> **DESCRIPTION OF THE TASK**: Output the lines below exactly, please, from the first line until the line with "red leaf; answer laid out like", counting both.

-------- RECORD EXTRACTS --------

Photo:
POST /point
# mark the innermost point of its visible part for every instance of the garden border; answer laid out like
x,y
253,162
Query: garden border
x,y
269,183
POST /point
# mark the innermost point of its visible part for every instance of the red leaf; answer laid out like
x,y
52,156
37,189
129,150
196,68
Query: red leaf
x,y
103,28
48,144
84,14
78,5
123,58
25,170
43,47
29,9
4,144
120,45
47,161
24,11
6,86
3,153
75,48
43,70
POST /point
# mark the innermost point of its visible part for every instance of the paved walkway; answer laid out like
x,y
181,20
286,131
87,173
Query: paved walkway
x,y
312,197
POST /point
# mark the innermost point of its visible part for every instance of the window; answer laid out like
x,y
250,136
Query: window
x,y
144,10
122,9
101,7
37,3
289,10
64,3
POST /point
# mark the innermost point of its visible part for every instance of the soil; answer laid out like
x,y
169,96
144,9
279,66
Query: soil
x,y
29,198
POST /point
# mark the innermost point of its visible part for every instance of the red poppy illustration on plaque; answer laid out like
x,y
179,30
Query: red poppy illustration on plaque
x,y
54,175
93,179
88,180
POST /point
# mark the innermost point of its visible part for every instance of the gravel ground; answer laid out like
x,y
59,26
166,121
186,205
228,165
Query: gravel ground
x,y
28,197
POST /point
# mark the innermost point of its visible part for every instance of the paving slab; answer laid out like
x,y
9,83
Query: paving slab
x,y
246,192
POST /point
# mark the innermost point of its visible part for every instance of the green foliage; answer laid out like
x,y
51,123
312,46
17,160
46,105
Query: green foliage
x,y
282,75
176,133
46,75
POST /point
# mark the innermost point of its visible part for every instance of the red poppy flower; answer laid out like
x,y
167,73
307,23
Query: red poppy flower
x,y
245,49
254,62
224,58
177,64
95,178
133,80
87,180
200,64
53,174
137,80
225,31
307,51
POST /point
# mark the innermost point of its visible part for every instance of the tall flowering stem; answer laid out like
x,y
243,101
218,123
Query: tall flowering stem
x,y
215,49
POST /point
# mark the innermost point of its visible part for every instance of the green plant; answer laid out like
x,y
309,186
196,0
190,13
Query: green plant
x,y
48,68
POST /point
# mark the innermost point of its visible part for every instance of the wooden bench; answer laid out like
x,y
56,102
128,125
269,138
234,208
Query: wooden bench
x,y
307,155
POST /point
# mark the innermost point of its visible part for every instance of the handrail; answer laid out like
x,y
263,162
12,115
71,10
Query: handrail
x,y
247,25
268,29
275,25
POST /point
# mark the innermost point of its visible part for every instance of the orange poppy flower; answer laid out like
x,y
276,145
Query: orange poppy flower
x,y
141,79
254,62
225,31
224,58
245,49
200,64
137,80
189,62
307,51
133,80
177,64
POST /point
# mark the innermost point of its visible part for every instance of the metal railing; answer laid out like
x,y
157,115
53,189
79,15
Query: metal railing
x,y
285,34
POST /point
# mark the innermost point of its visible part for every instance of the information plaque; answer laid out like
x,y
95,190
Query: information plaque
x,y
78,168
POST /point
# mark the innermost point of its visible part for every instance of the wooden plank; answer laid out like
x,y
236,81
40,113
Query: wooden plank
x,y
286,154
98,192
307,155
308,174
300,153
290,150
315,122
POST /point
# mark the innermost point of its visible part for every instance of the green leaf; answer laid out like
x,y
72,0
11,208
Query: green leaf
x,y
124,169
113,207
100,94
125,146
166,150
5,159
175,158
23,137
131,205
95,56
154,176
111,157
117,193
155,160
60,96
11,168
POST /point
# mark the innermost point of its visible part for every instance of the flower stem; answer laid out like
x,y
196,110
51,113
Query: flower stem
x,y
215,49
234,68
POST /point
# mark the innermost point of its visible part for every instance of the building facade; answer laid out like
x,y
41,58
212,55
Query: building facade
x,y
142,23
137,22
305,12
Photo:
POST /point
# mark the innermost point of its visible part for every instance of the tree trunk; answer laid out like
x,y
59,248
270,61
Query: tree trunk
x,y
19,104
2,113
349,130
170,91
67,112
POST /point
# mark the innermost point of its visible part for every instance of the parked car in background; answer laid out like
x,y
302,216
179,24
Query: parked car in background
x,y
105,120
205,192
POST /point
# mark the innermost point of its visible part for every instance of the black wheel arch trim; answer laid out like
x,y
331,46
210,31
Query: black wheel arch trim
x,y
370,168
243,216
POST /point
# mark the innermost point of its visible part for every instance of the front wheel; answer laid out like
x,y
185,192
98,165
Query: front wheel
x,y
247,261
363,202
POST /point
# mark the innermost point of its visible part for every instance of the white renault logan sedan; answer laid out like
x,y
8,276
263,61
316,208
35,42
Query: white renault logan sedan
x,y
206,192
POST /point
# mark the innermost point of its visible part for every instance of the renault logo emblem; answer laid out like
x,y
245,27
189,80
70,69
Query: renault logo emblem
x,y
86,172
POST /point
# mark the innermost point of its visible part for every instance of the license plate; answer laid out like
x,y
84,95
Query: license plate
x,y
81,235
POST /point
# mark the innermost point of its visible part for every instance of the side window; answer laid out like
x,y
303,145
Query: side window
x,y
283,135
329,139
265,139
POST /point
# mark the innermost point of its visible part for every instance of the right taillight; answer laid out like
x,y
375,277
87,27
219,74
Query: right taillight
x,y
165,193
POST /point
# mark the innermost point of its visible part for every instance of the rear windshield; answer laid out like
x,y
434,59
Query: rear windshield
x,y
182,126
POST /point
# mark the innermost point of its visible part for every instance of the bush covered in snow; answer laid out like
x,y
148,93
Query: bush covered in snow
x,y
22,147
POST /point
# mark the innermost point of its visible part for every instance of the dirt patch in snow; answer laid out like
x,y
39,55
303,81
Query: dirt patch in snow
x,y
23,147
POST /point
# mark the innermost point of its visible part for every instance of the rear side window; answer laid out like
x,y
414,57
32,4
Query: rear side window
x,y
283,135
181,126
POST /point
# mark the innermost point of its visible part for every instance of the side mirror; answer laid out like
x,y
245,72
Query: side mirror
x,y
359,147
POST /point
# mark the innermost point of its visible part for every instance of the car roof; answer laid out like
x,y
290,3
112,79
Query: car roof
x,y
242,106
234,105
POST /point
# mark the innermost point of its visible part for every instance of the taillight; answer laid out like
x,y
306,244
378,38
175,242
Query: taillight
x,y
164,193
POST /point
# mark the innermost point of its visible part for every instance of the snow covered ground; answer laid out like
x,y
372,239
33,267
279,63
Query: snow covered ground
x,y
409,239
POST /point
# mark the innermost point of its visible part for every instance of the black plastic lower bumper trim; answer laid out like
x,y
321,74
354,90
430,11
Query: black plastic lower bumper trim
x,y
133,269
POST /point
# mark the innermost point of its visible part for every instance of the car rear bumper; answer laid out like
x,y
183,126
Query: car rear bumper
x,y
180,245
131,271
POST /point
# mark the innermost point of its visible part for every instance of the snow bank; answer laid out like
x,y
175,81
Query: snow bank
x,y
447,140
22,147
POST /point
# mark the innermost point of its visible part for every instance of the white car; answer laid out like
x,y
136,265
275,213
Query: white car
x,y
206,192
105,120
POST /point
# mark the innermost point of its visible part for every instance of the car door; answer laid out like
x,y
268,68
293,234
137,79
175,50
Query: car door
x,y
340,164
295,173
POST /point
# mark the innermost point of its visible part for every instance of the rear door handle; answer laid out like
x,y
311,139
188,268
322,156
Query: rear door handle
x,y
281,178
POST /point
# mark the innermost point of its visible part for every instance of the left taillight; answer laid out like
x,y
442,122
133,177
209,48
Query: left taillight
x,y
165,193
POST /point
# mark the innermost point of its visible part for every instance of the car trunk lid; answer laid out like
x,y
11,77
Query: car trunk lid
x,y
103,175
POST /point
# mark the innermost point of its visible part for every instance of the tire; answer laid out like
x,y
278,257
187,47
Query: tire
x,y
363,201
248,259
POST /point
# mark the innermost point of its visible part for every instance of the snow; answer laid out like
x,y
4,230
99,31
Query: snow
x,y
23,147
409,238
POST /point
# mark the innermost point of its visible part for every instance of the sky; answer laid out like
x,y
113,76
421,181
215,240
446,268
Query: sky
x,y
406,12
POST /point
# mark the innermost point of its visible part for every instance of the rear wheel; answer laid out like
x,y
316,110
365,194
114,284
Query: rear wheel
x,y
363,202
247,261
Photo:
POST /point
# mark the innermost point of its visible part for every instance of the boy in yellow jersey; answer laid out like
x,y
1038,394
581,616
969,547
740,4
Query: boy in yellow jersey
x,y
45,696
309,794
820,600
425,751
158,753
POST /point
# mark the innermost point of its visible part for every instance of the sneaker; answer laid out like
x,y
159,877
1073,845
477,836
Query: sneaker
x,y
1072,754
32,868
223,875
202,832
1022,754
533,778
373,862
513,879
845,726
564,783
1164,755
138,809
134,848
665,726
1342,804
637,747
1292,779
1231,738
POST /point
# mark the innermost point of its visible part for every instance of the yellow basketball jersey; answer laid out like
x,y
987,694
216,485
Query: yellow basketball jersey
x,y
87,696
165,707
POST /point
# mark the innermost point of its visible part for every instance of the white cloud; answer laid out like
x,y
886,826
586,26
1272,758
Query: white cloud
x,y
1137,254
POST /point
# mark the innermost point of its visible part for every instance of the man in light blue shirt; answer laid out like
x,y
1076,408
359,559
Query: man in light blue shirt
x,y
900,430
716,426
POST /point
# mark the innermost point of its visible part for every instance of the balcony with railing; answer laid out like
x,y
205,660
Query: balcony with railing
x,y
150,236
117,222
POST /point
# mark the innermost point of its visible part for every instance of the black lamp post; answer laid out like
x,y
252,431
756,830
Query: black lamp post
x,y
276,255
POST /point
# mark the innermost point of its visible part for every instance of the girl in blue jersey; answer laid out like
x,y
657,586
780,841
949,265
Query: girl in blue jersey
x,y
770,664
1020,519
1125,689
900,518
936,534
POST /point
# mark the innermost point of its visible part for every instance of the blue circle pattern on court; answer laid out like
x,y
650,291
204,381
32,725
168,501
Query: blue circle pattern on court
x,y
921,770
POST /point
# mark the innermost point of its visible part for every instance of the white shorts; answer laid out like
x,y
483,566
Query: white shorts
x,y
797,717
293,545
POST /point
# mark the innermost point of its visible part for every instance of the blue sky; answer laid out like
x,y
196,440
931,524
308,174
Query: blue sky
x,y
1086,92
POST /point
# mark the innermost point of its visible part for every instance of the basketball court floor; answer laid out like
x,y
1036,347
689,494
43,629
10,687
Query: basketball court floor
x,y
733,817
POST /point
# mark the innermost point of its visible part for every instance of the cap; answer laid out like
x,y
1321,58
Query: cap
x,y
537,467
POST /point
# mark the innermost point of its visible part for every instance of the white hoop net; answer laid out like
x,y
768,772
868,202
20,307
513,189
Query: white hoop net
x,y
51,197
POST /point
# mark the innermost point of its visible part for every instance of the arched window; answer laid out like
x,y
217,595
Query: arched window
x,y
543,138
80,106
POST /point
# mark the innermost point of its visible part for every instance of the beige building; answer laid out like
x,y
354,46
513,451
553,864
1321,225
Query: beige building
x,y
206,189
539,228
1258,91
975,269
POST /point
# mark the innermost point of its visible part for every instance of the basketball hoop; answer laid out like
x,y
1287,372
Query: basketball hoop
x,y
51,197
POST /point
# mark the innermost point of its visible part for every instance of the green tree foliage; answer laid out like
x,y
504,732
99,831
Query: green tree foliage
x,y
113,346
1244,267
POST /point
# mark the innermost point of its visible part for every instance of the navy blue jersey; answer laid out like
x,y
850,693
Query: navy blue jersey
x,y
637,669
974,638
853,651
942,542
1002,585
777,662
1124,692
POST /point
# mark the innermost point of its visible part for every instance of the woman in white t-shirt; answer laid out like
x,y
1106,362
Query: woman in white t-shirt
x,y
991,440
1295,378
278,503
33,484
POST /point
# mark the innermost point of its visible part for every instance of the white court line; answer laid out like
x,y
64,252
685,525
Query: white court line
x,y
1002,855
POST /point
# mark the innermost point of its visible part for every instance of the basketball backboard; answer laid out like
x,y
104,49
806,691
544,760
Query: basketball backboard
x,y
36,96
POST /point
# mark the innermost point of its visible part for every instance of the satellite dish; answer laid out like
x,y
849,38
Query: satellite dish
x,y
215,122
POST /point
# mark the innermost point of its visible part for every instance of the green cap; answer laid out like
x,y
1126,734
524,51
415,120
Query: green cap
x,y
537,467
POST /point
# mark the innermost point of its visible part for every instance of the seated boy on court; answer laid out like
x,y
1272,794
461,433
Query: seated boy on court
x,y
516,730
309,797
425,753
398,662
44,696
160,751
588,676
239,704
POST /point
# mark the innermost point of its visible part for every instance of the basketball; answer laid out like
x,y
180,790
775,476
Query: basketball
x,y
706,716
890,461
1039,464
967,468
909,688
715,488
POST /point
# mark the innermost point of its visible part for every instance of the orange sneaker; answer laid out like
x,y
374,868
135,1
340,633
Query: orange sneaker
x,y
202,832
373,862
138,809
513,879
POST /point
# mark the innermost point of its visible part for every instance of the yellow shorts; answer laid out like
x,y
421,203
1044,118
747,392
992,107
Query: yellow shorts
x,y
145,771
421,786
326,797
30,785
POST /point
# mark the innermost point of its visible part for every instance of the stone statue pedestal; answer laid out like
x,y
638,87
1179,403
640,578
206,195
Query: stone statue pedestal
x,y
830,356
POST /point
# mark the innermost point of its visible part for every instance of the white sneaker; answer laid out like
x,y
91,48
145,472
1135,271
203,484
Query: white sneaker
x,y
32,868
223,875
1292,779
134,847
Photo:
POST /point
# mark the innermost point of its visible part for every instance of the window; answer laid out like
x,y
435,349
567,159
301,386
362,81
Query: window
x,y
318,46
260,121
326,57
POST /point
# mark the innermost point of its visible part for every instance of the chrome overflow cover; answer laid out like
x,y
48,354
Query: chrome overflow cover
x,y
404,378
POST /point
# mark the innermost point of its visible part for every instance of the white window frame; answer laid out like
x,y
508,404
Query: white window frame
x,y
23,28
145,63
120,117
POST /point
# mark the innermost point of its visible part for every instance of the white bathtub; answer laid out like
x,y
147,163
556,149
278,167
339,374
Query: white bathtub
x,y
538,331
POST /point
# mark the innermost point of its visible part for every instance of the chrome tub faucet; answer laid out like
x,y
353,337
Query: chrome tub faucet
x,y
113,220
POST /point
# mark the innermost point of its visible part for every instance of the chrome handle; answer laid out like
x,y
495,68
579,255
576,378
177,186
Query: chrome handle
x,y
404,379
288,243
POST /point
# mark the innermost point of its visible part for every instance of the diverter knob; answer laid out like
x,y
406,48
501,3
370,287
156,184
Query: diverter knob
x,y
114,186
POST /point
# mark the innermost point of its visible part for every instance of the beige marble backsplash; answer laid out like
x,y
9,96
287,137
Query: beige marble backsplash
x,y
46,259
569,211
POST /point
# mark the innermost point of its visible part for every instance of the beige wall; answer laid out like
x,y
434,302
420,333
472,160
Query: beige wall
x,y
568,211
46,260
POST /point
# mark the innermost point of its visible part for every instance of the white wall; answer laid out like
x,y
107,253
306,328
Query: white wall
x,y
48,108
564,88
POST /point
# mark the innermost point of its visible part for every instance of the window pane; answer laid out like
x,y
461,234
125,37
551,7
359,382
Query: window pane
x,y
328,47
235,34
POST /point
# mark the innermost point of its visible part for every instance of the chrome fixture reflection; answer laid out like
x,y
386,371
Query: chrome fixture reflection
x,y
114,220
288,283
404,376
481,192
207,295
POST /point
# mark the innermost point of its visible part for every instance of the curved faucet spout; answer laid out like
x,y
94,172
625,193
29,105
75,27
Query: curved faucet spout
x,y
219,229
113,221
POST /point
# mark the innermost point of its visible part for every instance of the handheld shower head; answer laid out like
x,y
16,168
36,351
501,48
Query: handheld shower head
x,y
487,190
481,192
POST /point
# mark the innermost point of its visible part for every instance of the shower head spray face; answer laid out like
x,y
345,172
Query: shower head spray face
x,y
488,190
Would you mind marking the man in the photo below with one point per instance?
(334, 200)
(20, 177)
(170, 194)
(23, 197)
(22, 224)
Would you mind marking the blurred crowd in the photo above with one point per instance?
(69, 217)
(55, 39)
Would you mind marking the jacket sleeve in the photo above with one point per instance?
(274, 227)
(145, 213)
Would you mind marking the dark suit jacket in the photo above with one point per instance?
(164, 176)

--------

> **EXERCISE OUTPUT**:
Photo:
POST /point
# mark the innermost point of its visible part for every instance of the garden border; answer laid out like
x,y
253,162
Query: garden border
x,y
269,183
POST /point
# mark the innermost point of its visible part for every instance of the red leaf; answer laid out like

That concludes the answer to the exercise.